Various armv7 related fixes (#5394)

* - Link with libatomic if needed - Install pip differently so it doesn't clash with the system pip which may involve a wrapper script - Remove ability to specify offset when Tensor allocates the data. The data prior to offset isn't accessible by anything. - Fix use of offset in TensorOpTest to work on armv7 where it must be aligned to the type it points to. - Fix ActivationOpNoInfTest.Softsign to allow for armv7 behavior - Fix ReductionOpTest.ReduceMean_*keepdims to allow for armv7 floating point inaccuracy * Address PR comments
2026-07-09 17:28:58 +00:00 · 2020-10-09 22:34:32 +10:00 · 2020-10-09 22:34:32 +10:00 · a92ccbe1bc
commit a92ccbe1bc
parent b99eaa99cd
9 changed files with 163 additions and 101 deletions
--- a/cmake/CMakeLists.txt
+++ b/cmake/CMakeLists.txt
@ -305,6 +305,26 @@ if(onnxruntime_DISABLE_EXCEPTIONS)
  endif()
 endif()

+# We need to link with libatomic on systems that do not have built-in atomics, or
+# don't have built-in support for 8 byte atomics
+# Derived from https://github.com/protocolbuffers/protobuf/blob/master/cmake/CMakeLists.txt
+set(onnxruntime_LINK_LIBATOMIC false)
+if (NOT MSVC)
+  include(CheckCXXSourceCompiles)
+  set(OLD_CMAKE_REQUIRED_FLAGS ${CMAKE_REQUIRED_FLAGS})
+  set(CMAKE_REQUIRED_FLAGS ${CMAKE_REQUIRED_FLAGS} -std=c++11)
+  check_cxx_source_compiles("
+    #include <atomic>
+    int main() {
+      return std::atomic<int64_t>{};
+    }
+  " onnxruntime_HAVE_BUILTIN_ATOMICS)

Excerpted data:
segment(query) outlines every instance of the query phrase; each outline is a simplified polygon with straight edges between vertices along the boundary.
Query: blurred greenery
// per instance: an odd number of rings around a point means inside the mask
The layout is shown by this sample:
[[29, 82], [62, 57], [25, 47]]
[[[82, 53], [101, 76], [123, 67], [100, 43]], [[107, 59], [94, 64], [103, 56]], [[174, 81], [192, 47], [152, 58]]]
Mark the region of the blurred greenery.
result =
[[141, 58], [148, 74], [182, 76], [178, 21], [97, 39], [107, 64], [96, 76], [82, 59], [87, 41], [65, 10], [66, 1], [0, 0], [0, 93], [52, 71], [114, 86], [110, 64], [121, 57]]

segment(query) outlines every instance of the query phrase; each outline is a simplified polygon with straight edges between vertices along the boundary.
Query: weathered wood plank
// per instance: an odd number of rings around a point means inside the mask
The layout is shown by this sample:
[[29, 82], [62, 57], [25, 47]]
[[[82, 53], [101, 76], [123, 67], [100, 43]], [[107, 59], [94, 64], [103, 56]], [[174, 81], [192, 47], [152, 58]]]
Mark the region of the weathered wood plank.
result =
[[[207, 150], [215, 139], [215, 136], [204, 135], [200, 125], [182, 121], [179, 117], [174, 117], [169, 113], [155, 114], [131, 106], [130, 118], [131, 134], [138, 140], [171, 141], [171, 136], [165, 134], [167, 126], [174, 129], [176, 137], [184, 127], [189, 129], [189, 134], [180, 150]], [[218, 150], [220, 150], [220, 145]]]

--

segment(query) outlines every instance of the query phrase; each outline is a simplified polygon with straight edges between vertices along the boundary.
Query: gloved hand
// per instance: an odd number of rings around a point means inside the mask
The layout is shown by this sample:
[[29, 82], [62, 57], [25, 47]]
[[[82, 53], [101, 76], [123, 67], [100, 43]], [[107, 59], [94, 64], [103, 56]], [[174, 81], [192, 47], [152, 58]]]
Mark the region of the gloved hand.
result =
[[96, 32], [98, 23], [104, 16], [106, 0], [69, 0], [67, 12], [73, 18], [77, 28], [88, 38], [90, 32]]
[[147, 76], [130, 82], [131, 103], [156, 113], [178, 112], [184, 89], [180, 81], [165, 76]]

Exercise requirements:
**A.** Pick out each line of the listing that contains the word "region" and copy those lines.
**B.** Extend the armv7 fixes commit diff, starting right after its last line.
The listing and the armv7 fixes commit were taken from two unrelated places.

Outputs in order:
**A.**
Mark the region of the blurred greenery.
Mark the region of the weathered wood plank.
Mark the region of the gloved hand.

**B.**
+  if (NOT onnxruntime_HAVE_BUILTIN_ATOMICS)
+    set(onnxruntime_LINK_LIBATOMIC true)
+  endif ()
+  set(CMAKE_REQUIRED_FLAGS ${OLD_CMAKE_REQUIRED_FLAGS})
+endif ()
+
 set(REPO_ROOT ${PROJECT_SOURCE_DIR}/..)
 set(ONNXRUNTIME_ROOT ${PROJECT_SOURCE_DIR}/../onnxruntime)
 set(ORTTRAINING_ROOT ${PROJECT_SOURCE_DIR}/../orttraining)
--- a/cmake/onnxruntime_common.cmake
+++ b/cmake/onnxruntime_common.cmake
@ -138,4 +138,10 @@ endif()

 if (onnxruntime_WINML_NAMESPACE_OVERRIDE STREQUAL "Windows")
  target_compile_definitions(onnxruntime_common PRIVATE "BUILD_INBOX=1")
-endif()
+endif()
+
+# check if we need to link against libatomic due to std::atomic usage by the threadpool code
+# e.g. Raspberry Pi requires this
+if (onnxruntime_LINK_LIBATOMIC)
+  list(APPEND onnxruntime_EXTERNAL_LIBRARIES atomic)
+endif()
--- a/dockerfiles/Dockerfile.arm32v7
+++ b/dockerfiles/Dockerfile.arm32v7
@ -1,9 +1,11 @@
+# Import info for 32-bit Qemu based build
+# There are also raspberry pi 4 and 64-bit images available so adjust as required
 FROM balenalib/raspberrypi3-python:latest-stretch-build

 ARG ONNXRUNTIME_REPO=https://github.com/Microsoft/onnxruntime
 ARG ONNXRUNTIME_SERVER_BRANCH=master

-#Enforces cross-compilation through Quemu
+# Enforces cross-compilation through Qemu.
 RUN [ "cross-build-start" ]

 RUN install_packages \
@ -14,44 +16,41 @@ RUN install_packages \
    libssl-dev \
    wget \
    python3 \
-    python3-pip \
    python3-dev \
    git \
    tar \
    libatlas-base-dev

-RUN pip3 install --upgrade pip
+# Carefully install the latest version of pip 
+WORKDIR /pip
+RUN wget https://bootstrap.pypa.io/get-pip.py
+RUN python3 get-pip.py
 RUN pip3 install --upgrade setuptools
 RUN pip3 install --upgrade wheel
 RUN pip3 install numpy

 # Build the latest cmake
 WORKDIR /code
-RUN wget https://github.com/Kitware/CMake/releases/download/v3.14.3/cmake-3.14.3.tar.gz
-RUN tar zxf cmake-3.14.3.tar.gz
+RUN wget https://github.com/Kitware/CMake/releases/download/v3.18.3/cmake-3.18.3.tar.gz
+RUN tar zxf cmake-3.18.3.tar.gz 

-WORKDIR /code/cmake-3.14.3
+WORKDIR /code/cmake-3.18.3
 RUN ./configure --system-curl
 RUN make
 RUN sudo make install

 # Set up build args
 ARG BUILDTYPE=MinSizeRel
+# if doing a 64-bit build change '--arm' to '--arm64'
 ARG BUILDARGS="--config ${BUILDTYPE} --arm"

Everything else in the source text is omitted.